▸ EXTRACT TO READ
The UK Singles Chart is one of many music charts compiled by the Official Charts Company that calculates the best-selling singles of the week in the United Kingdom. Before 2004, the chart was only based on the sales of physical singles. This list shows singles that peaked in the Top 10 of the UK Singles Chart during 1979, as well as singles which peaked in 1978 and 1980 but were in the top 10 in 1979. The entry date is when the single appeared in the top 10 for the first time (week ending, as published by the Official Charts Company, which is six days after the chart is announced).

One-hundred and forty-one singles were in the top ten in 1979. Nine singles from 1978 remained in the top 10 for several weeks at the beginning of the year, while "Day Trip to Bangor (Didn't We Have a Lovely Time)" by Fiddler's Dram, "Wonderful Christmastime" by Paul McCartney and "Brass in Pocket" by The Pretenders were all released in 1979 but did not reach their peak until 1980. "Song for Guy" by Elton John, "Lay Your Love on Me" by Racey and "Y.M.C.A." by The Village People were the singles from 1978 to reach their peak in 1979. Thirty-two artists scored multiple entries in the top 10 in 1979. Dire Straits, The Jam, Madness, The Police and The Specials were among the many artists who achieved their first UK charting top 10 single in 1979.

The 1978 Christmas number-one, "Mary's Boy Child – Oh My Lord" by Boney M., remained at number-one for the first two weeks of 1979. The first new number-one single of the year was "YMCA" by The Village People. Overall, eighteen different singles peaked at number-one in 1979, with Blondie, Gary Numan and The Police (2) having the joint most singles hit that position.

▸ Object pointing dataset entries
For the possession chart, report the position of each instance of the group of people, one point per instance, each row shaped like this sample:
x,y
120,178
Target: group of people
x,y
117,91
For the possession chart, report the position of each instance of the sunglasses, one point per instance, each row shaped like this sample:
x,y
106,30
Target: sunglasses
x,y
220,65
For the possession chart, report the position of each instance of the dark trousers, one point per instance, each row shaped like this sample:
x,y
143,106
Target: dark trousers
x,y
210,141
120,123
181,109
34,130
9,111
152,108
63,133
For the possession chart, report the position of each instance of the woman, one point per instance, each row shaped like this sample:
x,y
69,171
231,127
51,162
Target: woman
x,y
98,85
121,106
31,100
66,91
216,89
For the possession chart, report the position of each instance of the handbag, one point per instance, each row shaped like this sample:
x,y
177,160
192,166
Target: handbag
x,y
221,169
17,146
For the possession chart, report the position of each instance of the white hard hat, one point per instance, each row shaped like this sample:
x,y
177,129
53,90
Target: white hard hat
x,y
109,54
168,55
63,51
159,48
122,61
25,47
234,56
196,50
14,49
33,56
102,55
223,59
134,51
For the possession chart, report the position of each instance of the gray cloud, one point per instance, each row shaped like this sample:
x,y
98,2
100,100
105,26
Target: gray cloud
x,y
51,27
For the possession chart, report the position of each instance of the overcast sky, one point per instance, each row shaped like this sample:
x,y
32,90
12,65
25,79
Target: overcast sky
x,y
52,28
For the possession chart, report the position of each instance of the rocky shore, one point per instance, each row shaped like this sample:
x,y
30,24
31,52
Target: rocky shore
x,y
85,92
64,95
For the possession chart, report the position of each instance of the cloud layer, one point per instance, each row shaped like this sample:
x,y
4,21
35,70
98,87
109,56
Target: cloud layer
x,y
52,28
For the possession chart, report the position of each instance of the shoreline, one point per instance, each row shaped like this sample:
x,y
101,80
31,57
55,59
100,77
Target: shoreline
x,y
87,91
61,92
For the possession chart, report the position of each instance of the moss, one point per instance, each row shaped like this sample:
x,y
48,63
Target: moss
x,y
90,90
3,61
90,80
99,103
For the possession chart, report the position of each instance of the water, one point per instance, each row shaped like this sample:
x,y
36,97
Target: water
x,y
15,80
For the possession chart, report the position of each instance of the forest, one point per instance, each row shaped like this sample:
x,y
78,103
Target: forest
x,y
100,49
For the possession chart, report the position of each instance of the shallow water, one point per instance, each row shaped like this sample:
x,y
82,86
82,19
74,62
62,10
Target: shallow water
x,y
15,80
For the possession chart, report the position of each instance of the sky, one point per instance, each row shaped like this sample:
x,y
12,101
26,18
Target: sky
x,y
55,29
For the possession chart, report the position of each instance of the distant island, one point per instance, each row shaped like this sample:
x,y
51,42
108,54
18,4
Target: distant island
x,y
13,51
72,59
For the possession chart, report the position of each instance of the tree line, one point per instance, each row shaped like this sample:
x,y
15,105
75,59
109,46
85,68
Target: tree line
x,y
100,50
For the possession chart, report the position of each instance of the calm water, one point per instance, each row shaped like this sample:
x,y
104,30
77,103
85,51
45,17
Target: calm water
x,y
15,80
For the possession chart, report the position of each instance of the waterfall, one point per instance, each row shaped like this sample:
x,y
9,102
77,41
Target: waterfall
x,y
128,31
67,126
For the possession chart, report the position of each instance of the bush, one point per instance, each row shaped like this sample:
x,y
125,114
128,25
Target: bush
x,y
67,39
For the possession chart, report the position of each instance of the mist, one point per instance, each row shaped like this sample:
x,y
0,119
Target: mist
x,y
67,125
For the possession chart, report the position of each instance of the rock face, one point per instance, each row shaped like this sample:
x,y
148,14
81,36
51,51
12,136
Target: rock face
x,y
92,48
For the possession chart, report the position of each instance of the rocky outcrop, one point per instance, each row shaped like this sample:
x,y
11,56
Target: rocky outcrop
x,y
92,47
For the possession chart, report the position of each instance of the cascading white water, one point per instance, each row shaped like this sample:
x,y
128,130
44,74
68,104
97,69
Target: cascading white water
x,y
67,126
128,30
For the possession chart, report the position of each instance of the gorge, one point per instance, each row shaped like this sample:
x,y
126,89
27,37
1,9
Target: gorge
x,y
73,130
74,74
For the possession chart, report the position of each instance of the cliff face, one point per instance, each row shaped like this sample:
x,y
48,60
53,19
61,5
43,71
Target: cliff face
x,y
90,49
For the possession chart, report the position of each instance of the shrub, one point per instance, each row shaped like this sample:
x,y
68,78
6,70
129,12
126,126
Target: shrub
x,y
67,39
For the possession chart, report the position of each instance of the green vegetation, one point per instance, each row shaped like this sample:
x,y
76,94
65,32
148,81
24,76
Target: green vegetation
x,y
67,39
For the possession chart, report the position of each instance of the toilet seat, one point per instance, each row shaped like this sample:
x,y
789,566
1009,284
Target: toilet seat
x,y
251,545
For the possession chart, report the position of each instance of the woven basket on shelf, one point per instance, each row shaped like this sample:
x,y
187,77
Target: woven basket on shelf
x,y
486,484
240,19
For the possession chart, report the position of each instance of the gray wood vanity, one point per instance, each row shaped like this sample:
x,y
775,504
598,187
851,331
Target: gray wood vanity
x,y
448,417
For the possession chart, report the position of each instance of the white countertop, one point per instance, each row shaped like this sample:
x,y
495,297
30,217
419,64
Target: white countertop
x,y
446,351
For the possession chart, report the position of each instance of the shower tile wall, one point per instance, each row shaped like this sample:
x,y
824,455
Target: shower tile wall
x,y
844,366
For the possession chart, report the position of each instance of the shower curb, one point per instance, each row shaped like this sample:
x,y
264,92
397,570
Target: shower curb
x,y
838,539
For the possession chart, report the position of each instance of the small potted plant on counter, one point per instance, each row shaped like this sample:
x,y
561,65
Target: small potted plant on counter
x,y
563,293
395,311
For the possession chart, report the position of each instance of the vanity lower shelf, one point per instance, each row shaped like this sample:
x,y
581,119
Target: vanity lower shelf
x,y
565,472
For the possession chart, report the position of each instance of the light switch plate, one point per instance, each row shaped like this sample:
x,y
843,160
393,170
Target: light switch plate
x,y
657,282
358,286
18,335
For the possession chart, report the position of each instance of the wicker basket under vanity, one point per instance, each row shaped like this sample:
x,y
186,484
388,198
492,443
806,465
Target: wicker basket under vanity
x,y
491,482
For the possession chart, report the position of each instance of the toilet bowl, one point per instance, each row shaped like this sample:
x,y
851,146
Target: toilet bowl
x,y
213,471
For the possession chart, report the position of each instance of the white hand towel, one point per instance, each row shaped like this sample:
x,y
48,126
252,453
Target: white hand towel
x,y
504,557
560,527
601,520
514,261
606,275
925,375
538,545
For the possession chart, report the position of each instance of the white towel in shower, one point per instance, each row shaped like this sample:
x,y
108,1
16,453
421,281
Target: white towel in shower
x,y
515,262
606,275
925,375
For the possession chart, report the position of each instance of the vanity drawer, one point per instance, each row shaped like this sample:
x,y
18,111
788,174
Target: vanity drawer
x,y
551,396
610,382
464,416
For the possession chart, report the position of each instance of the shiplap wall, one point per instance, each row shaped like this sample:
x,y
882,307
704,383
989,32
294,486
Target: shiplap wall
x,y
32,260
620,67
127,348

▸ WHAT IS ASKED
• A. List every artist that the 1979 chart overview names as achieving a first UK top 10 single in 1979.
• B. Answer these questions from the 1979 chart overview:
(i) How many singles were in the top ten in 1979?
(ii) What was the first new number-one single of 1979, and by whom?
(iii) Before which year was the chart based only on sales of physical singles?
• C. Carry on the 1979 chart overview with new text that picks up after its last sentence.
The entries come from a separate source.

▸ ANSWERS BY TASK
• A. Dire Straits, The Jam, Madness, The Police, The Specials

• B.
(i) One-hundred and forty-one.
(ii) "YMCA" by The Village People.
(iii) 2004.

• C.
Background

Multiple entries
One-hundred and forty-one singles charted in the top 10 in 1979, with one-hundred and thirty-one singles reaching their peak this year.

Thirty-two artists scored multiple entries in the top 10 in 1979. ABBA secured the record for most top 10 hits in 1979 with five hit singles.

Gary Numan was one of a number of artists with two top-ten entries, including the number-one single "Cars". Barbra Streisand, Edwin Starr, Ian Dury and the Blockheads, Paul McCartney and The Specials were among the other artists who had multiple top 10 entries in 1979.

Chart debuts
Fifty-two artists achieved their first top 10 single in 1979, either as a lead or featured artist. Of these, eight went on to record another hit single that year: Amii Stewart, B. A. Robertson, Gary Numan, Gibson Brothers, Sister Sledge, The Specials, Squeeze and Supertramp. Earth, Wind and Fire and The Police both had two other entries in their breakthrough year.

The following table (collapsed on desktop site) does not include acts who had previously charted as part of a group and secured their first top 10 solo single.

Songs from films
Original songs from various films entered the top 10 throughout the year. These included "Bright Eyes" (from Watership Down) and "Theme From "The Deer Hunter" (Cavatina)" (The Deer Hunter).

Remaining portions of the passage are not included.